WORKING DATA:
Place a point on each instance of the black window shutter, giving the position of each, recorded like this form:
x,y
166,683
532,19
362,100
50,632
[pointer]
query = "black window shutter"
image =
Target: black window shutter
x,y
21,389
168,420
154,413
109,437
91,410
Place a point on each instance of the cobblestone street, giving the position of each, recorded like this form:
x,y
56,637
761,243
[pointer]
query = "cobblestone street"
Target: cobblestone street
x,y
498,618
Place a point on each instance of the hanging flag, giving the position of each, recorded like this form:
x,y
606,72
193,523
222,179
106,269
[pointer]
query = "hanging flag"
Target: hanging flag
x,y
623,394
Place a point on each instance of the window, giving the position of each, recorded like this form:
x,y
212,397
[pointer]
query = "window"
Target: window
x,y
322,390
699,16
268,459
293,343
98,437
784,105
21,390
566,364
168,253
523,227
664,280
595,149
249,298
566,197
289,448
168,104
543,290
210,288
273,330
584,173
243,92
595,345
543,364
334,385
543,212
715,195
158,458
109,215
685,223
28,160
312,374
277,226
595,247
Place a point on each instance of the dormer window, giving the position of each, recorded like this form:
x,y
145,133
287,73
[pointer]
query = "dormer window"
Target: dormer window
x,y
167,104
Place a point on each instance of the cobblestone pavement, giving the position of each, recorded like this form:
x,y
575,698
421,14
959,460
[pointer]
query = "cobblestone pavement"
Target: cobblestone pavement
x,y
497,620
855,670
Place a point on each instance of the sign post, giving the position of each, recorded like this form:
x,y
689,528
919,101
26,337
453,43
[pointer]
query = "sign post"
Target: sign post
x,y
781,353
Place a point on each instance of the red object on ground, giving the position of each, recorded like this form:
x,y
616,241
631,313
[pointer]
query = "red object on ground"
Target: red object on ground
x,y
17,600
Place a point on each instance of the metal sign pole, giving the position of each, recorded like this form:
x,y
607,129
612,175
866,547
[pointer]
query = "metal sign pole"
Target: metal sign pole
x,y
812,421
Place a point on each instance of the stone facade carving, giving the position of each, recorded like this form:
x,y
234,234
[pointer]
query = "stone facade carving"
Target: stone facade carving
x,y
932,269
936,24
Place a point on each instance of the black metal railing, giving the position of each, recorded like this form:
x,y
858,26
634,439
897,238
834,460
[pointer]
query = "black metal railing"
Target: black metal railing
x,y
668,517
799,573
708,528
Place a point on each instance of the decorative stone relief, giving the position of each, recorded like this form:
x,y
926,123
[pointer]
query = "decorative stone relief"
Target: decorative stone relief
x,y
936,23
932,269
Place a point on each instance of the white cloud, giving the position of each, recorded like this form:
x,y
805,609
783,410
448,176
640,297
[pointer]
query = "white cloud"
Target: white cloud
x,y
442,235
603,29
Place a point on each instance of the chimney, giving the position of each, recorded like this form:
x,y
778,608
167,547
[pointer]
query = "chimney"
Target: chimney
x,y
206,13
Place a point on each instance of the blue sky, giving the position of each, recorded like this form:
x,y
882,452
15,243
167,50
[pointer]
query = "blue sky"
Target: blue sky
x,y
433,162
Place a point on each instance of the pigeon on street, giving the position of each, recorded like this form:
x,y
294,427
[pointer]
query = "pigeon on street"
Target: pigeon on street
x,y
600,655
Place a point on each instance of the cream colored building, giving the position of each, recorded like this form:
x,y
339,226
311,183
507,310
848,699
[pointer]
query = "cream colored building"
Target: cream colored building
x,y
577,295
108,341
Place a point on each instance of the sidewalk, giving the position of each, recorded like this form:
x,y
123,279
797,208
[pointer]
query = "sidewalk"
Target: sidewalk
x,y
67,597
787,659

REQUEST: Every record above needs to be repeated word for word.

TASK RESULT:
Place a point on each instance of the black window shutter, giving the position of each, recorded like this form:
x,y
166,683
532,19
362,100
50,632
[pointer]
query = "black window shutter"
image =
Target: black window shutter
x,y
21,389
168,420
154,413
109,437
91,410
Place a point on each instance of the cobblestone street, giving the position of each, recorded like this form:
x,y
56,637
761,243
[pointer]
query = "cobblestone street"
Target: cobblestone street
x,y
498,618
Place a point on each instance of the hanging flag, giving the position of each, recorded like this form:
x,y
606,72
193,523
222,179
106,269
[pointer]
query = "hanging flag"
Target: hanging flag
x,y
623,394
Place a point on each instance of the window, giving the position of each, recorded like this form:
x,y
212,397
[pointer]
query = "window"
Target: window
x,y
322,390
699,16
268,459
293,343
98,437
784,105
21,390
566,364
168,253
523,227
664,280
595,149
249,298
566,197
289,448
168,104
543,290
210,288
273,330
584,173
243,92
595,345
543,364
334,385
543,212
715,195
158,458
109,215
685,223
28,160
312,374
277,226
595,247
Place a point on each instance of the dormer window, giving the position of each, recorded like this form:
x,y
145,133
287,73
[pointer]
query = "dormer window"
Target: dormer window
x,y
167,104
Place a point on each instance of the cobblestone pavement, giving the position of each, recorded like this form:
x,y
575,698
421,14
959,460
[pointer]
query = "cobblestone pavement"
Target: cobblestone pavement
x,y
497,620
855,670
Place a point on each instance of the sign post, giving the position of each, recorded like this form:
x,y
689,528
919,101
26,337
453,43
[pointer]
query = "sign post"
Target: sign post
x,y
781,353
Place a point on each instance of the red object on ground, giving the position of each, recorded like this form:
x,y
616,241
631,313
[pointer]
query = "red object on ground"
Target: red object on ground
x,y
17,600
Place a point on each instance of the metal sign pole, giving the position of each, recorded like this form:
x,y
607,129
612,175
866,547
[pointer]
query = "metal sign pole"
Target: metal sign pole
x,y
812,421
Place a point on each instance of the stone facade carving, giving the position of each, recorded like this form:
x,y
234,234
[pointer]
query = "stone facade carving"
Target: stone facade carving
x,y
932,269
936,24
Place a point on each instance of the black metal railing, giving the position of each, recorded like this form:
x,y
858,26
634,439
897,238
834,460
[pointer]
query = "black metal railing"
Target: black metal railing
x,y
668,517
799,573
708,528
Place a point on each instance of the decorative stone relief, giving the position of each, recorded like this form:
x,y
926,123
[pointer]
query = "decorative stone relief"
Target: decorative stone relief
x,y
936,23
932,269
Place a point on each instance of the white cloud, giving the position of each, recorded like this form:
x,y
805,609
783,410
448,176
640,297
[pointer]
query = "white cloud"
Target: white cloud
x,y
442,235
603,29
Place a point on each instance of the chimney, giving the position of each, recorded like this form:
x,y
778,608
167,547
[pointer]
query = "chimney"
Target: chimney
x,y
206,13
Place a point on each instance of the blue sky, giving the position of each, recorded like this form:
x,y
882,452
15,243
167,50
[pointer]
query = "blue sky"
Target: blue sky
x,y
433,162
Place a point on each instance of the pigeon on street, giving the position of each, recorded like this form:
x,y
294,427
[pointer]
query = "pigeon on street"
Target: pigeon on street
x,y
600,655
Place a point on each instance of the cream colored building, giving the position of each, recorded like this form:
x,y
339,226
311,183
507,310
848,699
[pointer]
query = "cream colored building"
Target: cream colored building
x,y
577,295
108,341
Place a point on each instance of the sidewalk, giving the position of each, recorded like this form:
x,y
123,279
797,208
[pointer]
query = "sidewalk"
Target: sidewalk
x,y
67,597
787,659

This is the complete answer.